Document segment:
After months of controversy within the governing coalition, the cabinet agreed on Tuesday to a package of so-called health care reforms. The measures aim to cut the deficit facing the health insurance funds at the expense of the working class and the most vulnerable— pensioners, students and the poor—following the pattern of the austerity measures adopted in June.
In the short term, health insurance contributions will rise from the current 14.9 to 15.5 percent of worker income, bringing in an additional income of six billion euro. While the employer contribution will rise from 7 percent to 7.3 percent, the share workers pay will increase to 8.2 percent from 7.9 percent.
The measure sets the stage for workers to pay a much higher share. In the long-term, the employer’s contribution will remain frozen at 7.3 percent of employee income. All future cost increases in health care will thus be passed on to the individual worker.
This will be done using the so-called “additional contribution” introduced by the then Social Democratic Party (SPD) Health Minister Ulla Schmidt in 2007, which allows insurance companies to demand additional contributions without limit. Formerly these additional contributions were pegged to 1 percent of worker income (with a contribution ceiling of €3,750).
“The projected additional contribution will have a particularly drastic effect on those on middle and low incomes”, commented Ulrike Mascher, president of VdK, an organization representing people with disabilities, pensioners and patients.
The funding of future increases by means of the additional contribution has created a mechanism that undermines the previous system of joint financing by employers and employees. At the same time, it introduces by the back door a capitation scheme that Health Minister Philipp Rösler and the Free Democratic Party (FDP) have been seeking for a long time.
The larger the additional contribution becomes, the smaller the difference between the overall contribution rate of low wage earners and those on higher incomes. In fact the reform may well mean that high income Germans will see a decline in their health care costs, since it allows them to claim the expenses as tax write-offs.
Rösler has announced that federal funds would be used to balance out the health insurance costs when the additional contribution exceeds two percent of applicable income. But this is a sham. Firstly, he expects such balancing adjustments to be payable no earlier than 2014. Second, such measures can be dropped at any time due to the financial crisis. In any case, the FDP categorically excludes any tax increases to finance these balancing payments.
The changes adopted mean that in the next year, more than two thirds of the €11 billion estimated deficit facing the various health insurance funds will be shifted onto the shoulders of individual contributors, while the employers are able to escape making any further contributions.
Nevertheless, the health reforms have met with harsh criticism from employers angered over the demand they increase their contribution from 7.0 to 7.3 percent.
The lion’s share of ruling class criticism, however, evinced disappointment that Merkel had not gone nearly far enough in its attacks.
Spiegel Online wrote last Friday, “Such compromises have hardly anything to do with a desire to change. What is even worse: the coalition has chosen the most despondent and contradictory bureaucratic solutions”.
Welt Online argued along similar lines: “This is not the promised change of system, which the coalition has agreed after months of to-ing and fro-ing”. Instead, the government has employed the simplest means: increasing contributions. “The coalition could not even bring itself to make substantial cuts affecting doctors, clinics and the health funds”.

Given entries:
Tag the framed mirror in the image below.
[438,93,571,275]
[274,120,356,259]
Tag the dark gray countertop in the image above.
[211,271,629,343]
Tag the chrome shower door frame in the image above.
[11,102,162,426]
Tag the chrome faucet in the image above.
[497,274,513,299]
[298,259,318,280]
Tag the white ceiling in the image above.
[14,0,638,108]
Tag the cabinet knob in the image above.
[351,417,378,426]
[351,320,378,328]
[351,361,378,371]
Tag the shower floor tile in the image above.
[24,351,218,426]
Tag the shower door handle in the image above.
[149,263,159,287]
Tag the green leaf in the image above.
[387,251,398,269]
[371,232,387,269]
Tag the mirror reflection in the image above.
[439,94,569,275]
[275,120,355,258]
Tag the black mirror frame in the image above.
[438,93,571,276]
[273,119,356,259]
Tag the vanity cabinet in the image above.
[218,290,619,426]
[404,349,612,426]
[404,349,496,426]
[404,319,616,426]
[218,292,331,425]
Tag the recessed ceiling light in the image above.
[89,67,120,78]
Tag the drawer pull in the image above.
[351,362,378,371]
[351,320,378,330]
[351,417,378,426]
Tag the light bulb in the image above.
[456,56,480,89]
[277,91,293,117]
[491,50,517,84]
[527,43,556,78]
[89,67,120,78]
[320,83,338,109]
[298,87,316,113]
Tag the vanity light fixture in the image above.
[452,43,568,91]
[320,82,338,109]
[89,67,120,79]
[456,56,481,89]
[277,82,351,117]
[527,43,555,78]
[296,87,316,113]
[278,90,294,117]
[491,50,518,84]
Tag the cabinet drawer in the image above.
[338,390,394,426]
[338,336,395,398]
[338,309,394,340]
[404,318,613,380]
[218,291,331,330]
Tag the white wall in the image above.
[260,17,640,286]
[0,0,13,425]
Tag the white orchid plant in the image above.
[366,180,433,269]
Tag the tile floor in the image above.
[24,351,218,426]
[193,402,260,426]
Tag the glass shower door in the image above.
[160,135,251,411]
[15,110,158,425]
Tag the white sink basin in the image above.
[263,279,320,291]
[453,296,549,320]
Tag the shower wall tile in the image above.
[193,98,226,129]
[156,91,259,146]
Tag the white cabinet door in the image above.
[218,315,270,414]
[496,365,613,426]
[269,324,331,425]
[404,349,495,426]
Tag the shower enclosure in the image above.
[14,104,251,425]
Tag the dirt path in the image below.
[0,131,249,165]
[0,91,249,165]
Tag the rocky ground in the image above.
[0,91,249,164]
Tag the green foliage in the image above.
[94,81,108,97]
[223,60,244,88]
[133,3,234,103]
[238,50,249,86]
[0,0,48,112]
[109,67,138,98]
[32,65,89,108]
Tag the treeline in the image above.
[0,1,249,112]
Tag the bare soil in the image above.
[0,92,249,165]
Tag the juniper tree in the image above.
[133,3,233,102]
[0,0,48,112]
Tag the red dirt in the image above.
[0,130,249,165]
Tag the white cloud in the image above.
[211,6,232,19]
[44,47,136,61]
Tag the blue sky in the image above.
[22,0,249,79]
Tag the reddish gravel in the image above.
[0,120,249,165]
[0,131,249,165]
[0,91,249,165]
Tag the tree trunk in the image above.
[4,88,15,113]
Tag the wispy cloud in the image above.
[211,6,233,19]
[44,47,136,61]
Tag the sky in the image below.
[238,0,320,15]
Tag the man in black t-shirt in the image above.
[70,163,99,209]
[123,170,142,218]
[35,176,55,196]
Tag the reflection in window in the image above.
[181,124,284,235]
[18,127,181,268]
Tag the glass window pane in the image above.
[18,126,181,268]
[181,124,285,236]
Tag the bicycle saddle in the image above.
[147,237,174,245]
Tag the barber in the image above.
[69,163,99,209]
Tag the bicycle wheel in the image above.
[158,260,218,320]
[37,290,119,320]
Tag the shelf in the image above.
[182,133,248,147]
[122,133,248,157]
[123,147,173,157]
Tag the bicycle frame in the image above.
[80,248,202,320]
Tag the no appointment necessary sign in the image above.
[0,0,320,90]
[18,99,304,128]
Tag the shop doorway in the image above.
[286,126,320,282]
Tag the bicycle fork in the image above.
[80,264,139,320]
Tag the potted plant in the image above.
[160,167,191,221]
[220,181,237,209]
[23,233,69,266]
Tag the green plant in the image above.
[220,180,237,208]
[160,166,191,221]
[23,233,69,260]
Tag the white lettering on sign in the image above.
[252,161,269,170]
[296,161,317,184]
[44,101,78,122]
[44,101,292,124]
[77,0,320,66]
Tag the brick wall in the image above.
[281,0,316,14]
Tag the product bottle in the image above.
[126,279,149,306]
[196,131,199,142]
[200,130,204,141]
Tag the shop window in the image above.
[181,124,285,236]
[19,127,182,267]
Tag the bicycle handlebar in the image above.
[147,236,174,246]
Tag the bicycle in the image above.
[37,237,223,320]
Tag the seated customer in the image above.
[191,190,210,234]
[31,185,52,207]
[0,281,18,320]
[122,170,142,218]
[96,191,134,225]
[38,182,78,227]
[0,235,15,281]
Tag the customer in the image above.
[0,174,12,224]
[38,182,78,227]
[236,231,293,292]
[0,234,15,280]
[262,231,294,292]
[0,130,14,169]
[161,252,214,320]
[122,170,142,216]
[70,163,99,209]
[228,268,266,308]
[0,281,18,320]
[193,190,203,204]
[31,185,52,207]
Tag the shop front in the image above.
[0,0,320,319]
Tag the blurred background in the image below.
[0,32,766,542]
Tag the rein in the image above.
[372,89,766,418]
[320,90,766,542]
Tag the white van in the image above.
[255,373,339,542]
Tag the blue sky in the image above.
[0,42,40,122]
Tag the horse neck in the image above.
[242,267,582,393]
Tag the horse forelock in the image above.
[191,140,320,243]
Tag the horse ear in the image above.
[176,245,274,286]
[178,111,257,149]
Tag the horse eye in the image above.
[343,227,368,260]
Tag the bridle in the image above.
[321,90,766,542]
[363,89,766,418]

Tasks to perform:
• A. Decide whether each statement agrees with the health care reform article, answering yes or no and quoting the words that decide it: (i) the employer contribution is set to rise from 7 percent to 7.3 percent; (ii) the additional contribution was introduced in 2007 by Philipp Rösler; (iii) Rösler expects balancing adjustments to be payable from 2012.
• B. Turn the paragraph of the health care reform article that begins "Rösler has announced that federal funds" into a short list that keeps its main facts.
• C. Reproduce the stretch of the health care reform article from "This will be" through "pensioners and patients.".
Rely only on the health care reform article for what follows.

Task results:
• A.
(i) Yes: "While the employer contribution will rise from 7 percent to 7.3 percent"
(ii) No: "introduced by the then Social Democratic Party (SPD) Health Minister Ulla Schmidt in 2007"
(iii) No: "he expects such balancing adjustments to be payable no earlier than 2014"

• B.
- Rösler announced that federal funds would offset health insurance costs once the additional contribution exceeds two percent of applicable income.
- The article calls this a sham.
- He expects such adjustments to be payable no earlier than 2014.
- The measures can be dropped at any time because of the financial crisis.
- The FDP categorically rules out tax increases to fund these payments.

• C.
This will be done using the so-called “additional contribution” introduced by the then Social Democratic Party (SPD) Health Minister Ulla Schmidt in 2007, which allows insurance companies to demand additional contributions without limit. Formerly these additional contributions were pegged to 1 percent of worker income (with a contribution ceiling of €3,750).
“The projected additional contribution will have a particularly drastic effect on those on middle and low incomes”, commented Ulrike Mascher, president of VdK, an organization representing people with disabilities, pensioners and patients.